Alright, the military is a killing machine. The reason
they have combat engineers is to build roads to the
front lines. It's not there for some humanitarian aid
like to build a bridge to help a village. It's to
build a bridge to get across the river to blow the
village up, OK? So? You understand this? These are
little things that I did not realize at 19 when I went
into the army. I thought that I was going to save the
world because we were going to get overrun by these
barbarians called Communists, OK?

The United States Army (I'll use that cause that's
what I was in) is a very interesting mechanism.
Everybody has a job. And all the jobs are interlocked,
but at the same time, your job is better than the
other person's job. So its constantly a competitive
attitude. The thing about this is, is that in the
military enlistment document they have a small clause
that negates all your jobs. Section 5, paragraph B
states, " . . . laws and regulations that govern
military personnel may change without notice to me.
These changes may affect my pay, allowances, benefits
and responsibilities as a member of the armed forces,
regardless of the provisions of this
enlistment/re-enlistment document."

You are infantry, OK? It does not make any difference.

Now, many people go into the military for hundreds of
different reasons: to get out of town, to leave, to go
away, to find a career, to become a computer
specialist, because you want to be macho and jump out
of airplanes. I made the weirdest decision in my life,
that I was tired of being controlled in school and
having my folks tell me what to do, so I joined the
United States Army. [laughter and applause]

One thing is, that the military will use these
different things to get people to join, and even if
they don't go along wholeheartedly with the military
apparatus, they're at least good for a year. They've
got you for at least a year. By the time a year is
over, you're either so thoroughly disgusted . . . or .

* Material
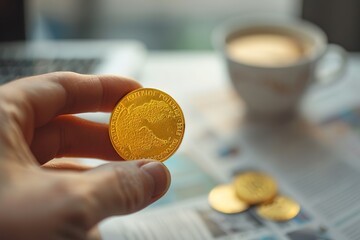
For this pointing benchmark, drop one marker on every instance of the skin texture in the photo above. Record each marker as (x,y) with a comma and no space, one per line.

* Work instructions
1) Condense the paragraph of the talk on military service that begins "The United States Army (I'll use that" into a shorter version that keeps its main facts.
2) Write what comes next in the talk on military service, picking up from the point where it stops.

* The results
1) The speaker calls the United States Army, the branch they served in, a very interesting mechanism. Everyone has a job, and all the jobs interlock, yet each person treats their own job as better than the others, so the attitude is constantly competitive. A small clause in the enlistment document negates all of these jobs. Section 5, paragraph B says that the laws and regulations governing military personnel may change without notice. It adds that such changes may affect pay, allowances, benefits and responsibilities, regardless of what the enlistment or re-enlistment document provides.

2)
. . you're there forever. I was going to do 20 years
when I went in. I had purposely designed myself to do
20 years in the United States Army. By the time
my tour of duty was over in Vietnam, and the
subsequent year as a Drill Sergeant, I was so
disillusioned, upset, pissed off and downright
bothered, that I couldn't wait to get out of the
military as fast as I could. I left Fort Campbell
Kentucky at 12:00 o'clock in the afternoon on a
Thursday; I did not stop until I got to St. Louis. I
wanted to get as far away from that place as I
possibly could.

Because the military is a lie. And that lie becomes
prevalent as you realize what you're doing over and
over and over again.

You've read about the Holocaust, and you've seen the
movies, and all the other stuff in WWII. You've heard
about the Panzer divisions and the SS going across the
Ukraine and Poland and Czechoslovakia and France and
all the other places that they ran around and stomped
on people. Well folks, the First Brigade of the 101st
Airborne Division in l967 that went through Vietnam
was NO DIFFERENT! ! ! We did NO DIFFERENT tactics; we
burned everything in our wake and we killed it if it
got in our way. Period.

That was a contradiction to what I was raised
spiritually, morally, and politically, to conduct
myself. And yet that is how the US Army operated in
Vietnam.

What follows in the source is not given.